## [Extract provided]
The homeless folks were perfectly fine either way...my kids weren't.
"They think WE'RE homeless?" my eldest daughter asked, as if that were the most shocking thing.
"Yes." I said.
Instead of being miffed that anyone would think I "looked" homeless, it proved a valuable lesson to the kids: homeless people look "normal" and many of them are kids.
And later upon reflection, it deepened a honed personal resolve: I don't care what people think I should be doing as a mother with five kids. I'm doing what I want.
Today, I write about "Cookin' and Trippin' across the Pacific Northwest" with my five kids (ages 14 to 11 months) and host a cooking series at our rustic log cabin lake house we call "Camp Ossorio."
But it wasn't always the case.
The truth is I have always loved meeting unexpected people and places. Maybe it's because I feel like I'm unexpected.
Yes, I'm a mom with five kids.
But I'm also a journalist, host, culinary creative cook, and inquisitive. I like meeting new people and hearing their stories and sharing them with my kids and the community.
The fact that I have kids (from the first child to the fifth doesn't change that).
And yet, I have often felt the world views stay-at-home moms, particularly those with a bunch of kids, as they did children "back in the day": seen but not heard.
My desire to connect and learn about different people and places only intensified the more children I had. I wanted to create new and different experiences for my kids and myself.
Not because I was interested in making their future college applications look better or to increase their standardized test scores--to have fun and make us ALL better people.
But I had to take myself out of the "stay-at-home mom" closet. And that required getting out of my comfort zone.
I had to literally create an alternate identity, Pippimamma, after Pippi Longstocking my childhood hero.
I became a stay at home mom in 2000. As a new mom I began my journey with both a stocked refrigerator, (I loved eating good food) and shelves filled with parenting how-to books (I had a wacky childhood and wanted to overcompensate by molding myself into the "perfect" mom).
When my first child was old enough to eat solid food one of the first things that contradicted my "perfect mom" vision quest: I didn't know how to cook.
The only thing I felt confident making was a pancake. Lord knows I had made enough of them as a kid.
My mom was a single parent and times were "welfare tough." But no matter how bare the cupboards were I could always rely on a box of pancake mix, the kind with the little purple blueberries that only called for water and a half full bottle of off-brand syrup.
Sentimental fool that I am I made sure that the first pancake I cooked my little girl was from the same blueberry pancake brand name box.
I was expecting the warm rush of nostalgia filled with the joy I was feeling of motherhood. I realized, "Yuck!" the reconstituted blueberries disintegrated into my mouth like chalk."
The memories that I had as a child didn't jibe with this flat, anemic orb of soulless processed flour mixture. It was ironic/fortuitous that about the same time I admitted to myself that I loved being a mom but felt like I wasn't happy with those "canned" parenting experiences.
The same neighborhood park, city zoo, children's museum where we would all hover around our children and even worse, the same mommy judgments--it began to feel like every day was a play on Bill Murray's Groundhog Day movie.
Every day I felt conflicted: I loved my kids and felt fortunate to be able to stay at home, but I felt my identity slipping away.

## [Task to carry out]
In the essay about mothering five kids, rewrite everything from "Yes, I'm a mom" down to "kids and myself." with "journalist" renamed "reporter".

## [Available data]
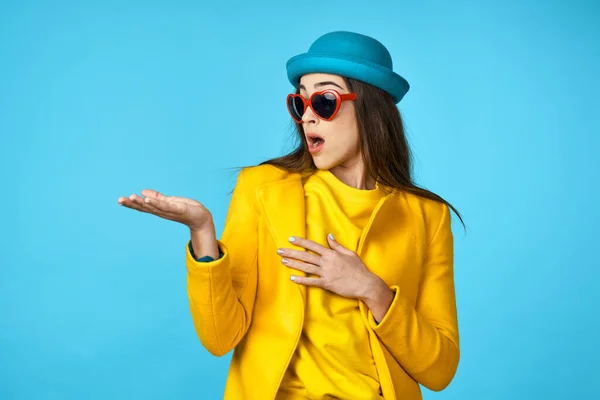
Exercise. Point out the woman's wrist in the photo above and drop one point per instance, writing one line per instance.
(378, 297)
(204, 242)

## [Answer to the exercise]
Yes, I'm a mom with five kids.
But I'm also a reporter, host, culinary creative cook, and inquisitive. I like meeting new people and hearing their stories and sharing them with my kids and the community.
The fact that I have kids (from the first child to the fifth doesn't change that).
And yet, I have often felt the world views stay-at-home moms, particularly those with a bunch of kids, as they did children "back in the day": seen but not heard.
My desire to connect and learn about different people and places only intensified the more children I had. I wanted to create new and different experiences for my kids and myself.